--- begin ---

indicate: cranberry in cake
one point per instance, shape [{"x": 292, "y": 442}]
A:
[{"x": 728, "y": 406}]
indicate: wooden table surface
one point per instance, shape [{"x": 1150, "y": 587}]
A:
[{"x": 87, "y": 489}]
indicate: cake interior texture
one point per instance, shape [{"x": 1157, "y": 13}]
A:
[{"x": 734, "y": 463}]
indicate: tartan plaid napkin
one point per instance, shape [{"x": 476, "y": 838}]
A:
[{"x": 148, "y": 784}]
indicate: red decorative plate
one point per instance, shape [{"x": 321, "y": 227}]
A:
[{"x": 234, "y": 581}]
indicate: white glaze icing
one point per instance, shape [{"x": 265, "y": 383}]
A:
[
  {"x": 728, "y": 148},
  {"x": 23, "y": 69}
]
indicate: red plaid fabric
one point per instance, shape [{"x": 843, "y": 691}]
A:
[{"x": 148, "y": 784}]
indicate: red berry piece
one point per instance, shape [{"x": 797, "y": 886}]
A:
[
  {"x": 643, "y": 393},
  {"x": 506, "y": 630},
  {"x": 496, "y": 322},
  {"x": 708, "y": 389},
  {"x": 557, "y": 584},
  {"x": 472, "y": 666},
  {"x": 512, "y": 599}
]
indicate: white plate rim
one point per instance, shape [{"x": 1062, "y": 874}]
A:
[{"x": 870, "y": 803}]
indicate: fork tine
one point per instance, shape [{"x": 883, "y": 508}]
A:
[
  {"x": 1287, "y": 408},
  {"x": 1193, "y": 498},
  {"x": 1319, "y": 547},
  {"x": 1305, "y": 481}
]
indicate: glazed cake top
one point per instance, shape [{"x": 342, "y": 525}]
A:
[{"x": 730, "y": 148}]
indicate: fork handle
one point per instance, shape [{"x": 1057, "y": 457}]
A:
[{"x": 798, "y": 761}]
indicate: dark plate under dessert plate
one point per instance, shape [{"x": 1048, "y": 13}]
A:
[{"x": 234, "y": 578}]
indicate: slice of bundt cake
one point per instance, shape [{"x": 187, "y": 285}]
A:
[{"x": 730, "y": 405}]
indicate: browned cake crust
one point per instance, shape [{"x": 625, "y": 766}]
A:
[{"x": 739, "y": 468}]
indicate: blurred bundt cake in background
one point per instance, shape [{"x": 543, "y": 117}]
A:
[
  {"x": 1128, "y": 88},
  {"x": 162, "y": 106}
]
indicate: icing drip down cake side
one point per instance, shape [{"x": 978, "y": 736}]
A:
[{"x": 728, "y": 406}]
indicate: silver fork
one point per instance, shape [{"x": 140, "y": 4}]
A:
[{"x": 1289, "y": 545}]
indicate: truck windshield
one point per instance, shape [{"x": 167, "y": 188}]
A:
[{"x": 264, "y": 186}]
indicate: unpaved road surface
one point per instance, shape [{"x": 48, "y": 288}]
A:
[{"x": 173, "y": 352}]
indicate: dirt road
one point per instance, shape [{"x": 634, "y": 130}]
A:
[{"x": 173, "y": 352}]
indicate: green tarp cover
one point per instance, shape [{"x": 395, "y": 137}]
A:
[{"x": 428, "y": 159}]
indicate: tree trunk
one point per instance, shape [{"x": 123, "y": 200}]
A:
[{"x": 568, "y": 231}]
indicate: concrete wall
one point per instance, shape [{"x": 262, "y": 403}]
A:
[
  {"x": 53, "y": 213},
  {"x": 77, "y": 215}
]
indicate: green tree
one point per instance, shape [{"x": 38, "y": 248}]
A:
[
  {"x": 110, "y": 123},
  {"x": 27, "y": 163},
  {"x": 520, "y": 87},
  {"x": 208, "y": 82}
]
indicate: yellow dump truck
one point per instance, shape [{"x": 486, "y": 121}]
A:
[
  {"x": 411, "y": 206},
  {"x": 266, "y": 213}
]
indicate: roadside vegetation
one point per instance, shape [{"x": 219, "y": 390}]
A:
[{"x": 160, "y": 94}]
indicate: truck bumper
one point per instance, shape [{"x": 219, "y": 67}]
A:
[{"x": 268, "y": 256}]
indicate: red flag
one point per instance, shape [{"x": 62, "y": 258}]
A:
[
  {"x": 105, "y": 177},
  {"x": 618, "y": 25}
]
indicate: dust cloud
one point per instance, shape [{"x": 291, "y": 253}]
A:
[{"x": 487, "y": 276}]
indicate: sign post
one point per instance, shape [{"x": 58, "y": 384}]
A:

--- end ---

▶ _Exercise objective_
Produce an exact copy of the whole listing.

▶ _Output of the task_
indicate: cranberry in cake
one point per instance, shape [{"x": 292, "y": 442}]
A:
[{"x": 728, "y": 406}]
indicate: wooden table surface
one point per instance, shape [{"x": 1150, "y": 587}]
A:
[{"x": 87, "y": 489}]
indicate: cake interior texture
one point per instance, shape [{"x": 1157, "y": 13}]
A:
[{"x": 734, "y": 463}]
indicate: tartan plaid napkin
one point per instance, shape [{"x": 476, "y": 838}]
A:
[{"x": 148, "y": 784}]
indicate: red decorative plate
one point per instance, shape [{"x": 321, "y": 227}]
A:
[{"x": 234, "y": 581}]
indicate: white glaze icing
one point per instance, shape [{"x": 265, "y": 383}]
A:
[
  {"x": 728, "y": 148},
  {"x": 23, "y": 69}
]
indicate: red plaid fabric
one point per instance, shape [{"x": 843, "y": 691}]
A:
[{"x": 148, "y": 784}]
indicate: red berry piece
one point per instance, shape [{"x": 797, "y": 886}]
A:
[
  {"x": 643, "y": 393},
  {"x": 506, "y": 630},
  {"x": 496, "y": 322},
  {"x": 708, "y": 389},
  {"x": 557, "y": 584},
  {"x": 472, "y": 666},
  {"x": 512, "y": 599}
]
indicate: white plate rim
one point per instance, shape [{"x": 1062, "y": 874}]
A:
[{"x": 870, "y": 803}]
indicate: fork tine
one point per instance, shape [{"x": 883, "y": 508}]
A:
[
  {"x": 1287, "y": 408},
  {"x": 1193, "y": 498},
  {"x": 1319, "y": 547},
  {"x": 1305, "y": 481}
]
indicate: glazed cake top
one point per instance, shape [{"x": 342, "y": 525}]
A:
[{"x": 730, "y": 148}]
indicate: fork handle
one point per instance, shape [{"x": 1057, "y": 457}]
A:
[{"x": 798, "y": 761}]
indicate: dark plate under dessert plate
one point per instance, shape [{"x": 1048, "y": 13}]
A:
[{"x": 234, "y": 578}]
indicate: slice of bundt cake
one point per instance, shape [{"x": 187, "y": 285}]
A:
[{"x": 730, "y": 405}]
indicate: browned cake crust
one point per instance, shape [{"x": 625, "y": 766}]
A:
[{"x": 739, "y": 468}]
indicate: blurred bundt cake in background
one point per instance, shape [{"x": 543, "y": 117}]
A:
[
  {"x": 1128, "y": 88},
  {"x": 162, "y": 106}
]
indicate: icing drip down cake side
one point per instance, shape [{"x": 978, "y": 736}]
A:
[{"x": 728, "y": 406}]
indicate: silver fork
one point per instance, shape [{"x": 140, "y": 4}]
A:
[{"x": 1289, "y": 545}]
indicate: truck windshield
one point per instance, shape [{"x": 167, "y": 188}]
A:
[{"x": 264, "y": 186}]
indicate: unpaved road surface
one point per instance, shape [{"x": 48, "y": 288}]
A:
[{"x": 173, "y": 352}]
indicate: dirt road
one point per instance, shape [{"x": 634, "y": 130}]
A:
[{"x": 173, "y": 352}]
indicate: green tarp cover
one point per instance, shape [{"x": 395, "y": 137}]
A:
[{"x": 428, "y": 159}]
indicate: tree trunk
one point per instance, shape [{"x": 123, "y": 200}]
A:
[{"x": 568, "y": 231}]
indicate: concrete wall
one point per instance, shape [{"x": 262, "y": 403}]
A:
[
  {"x": 53, "y": 213},
  {"x": 77, "y": 215}
]
indicate: green tree
one point per instance, shape [{"x": 38, "y": 248}]
A:
[
  {"x": 110, "y": 123},
  {"x": 27, "y": 163},
  {"x": 520, "y": 87},
  {"x": 208, "y": 82}
]
indicate: yellow dump truck
one point per instance, shape [{"x": 486, "y": 121}]
A:
[
  {"x": 411, "y": 206},
  {"x": 266, "y": 213}
]
indicate: roadside vegetation
one point per instance, shape [{"x": 219, "y": 390}]
A:
[{"x": 160, "y": 94}]
indicate: truck bumper
one point per instance, shape [{"x": 219, "y": 67}]
A:
[{"x": 268, "y": 256}]
indicate: red flag
one point per instance, shape [{"x": 62, "y": 258}]
A:
[
  {"x": 105, "y": 177},
  {"x": 618, "y": 25}
]
indicate: dust cloud
one point per instance, shape [{"x": 291, "y": 253}]
A:
[{"x": 487, "y": 276}]
indicate: sign post
one point per instance, shape [{"x": 58, "y": 384}]
A:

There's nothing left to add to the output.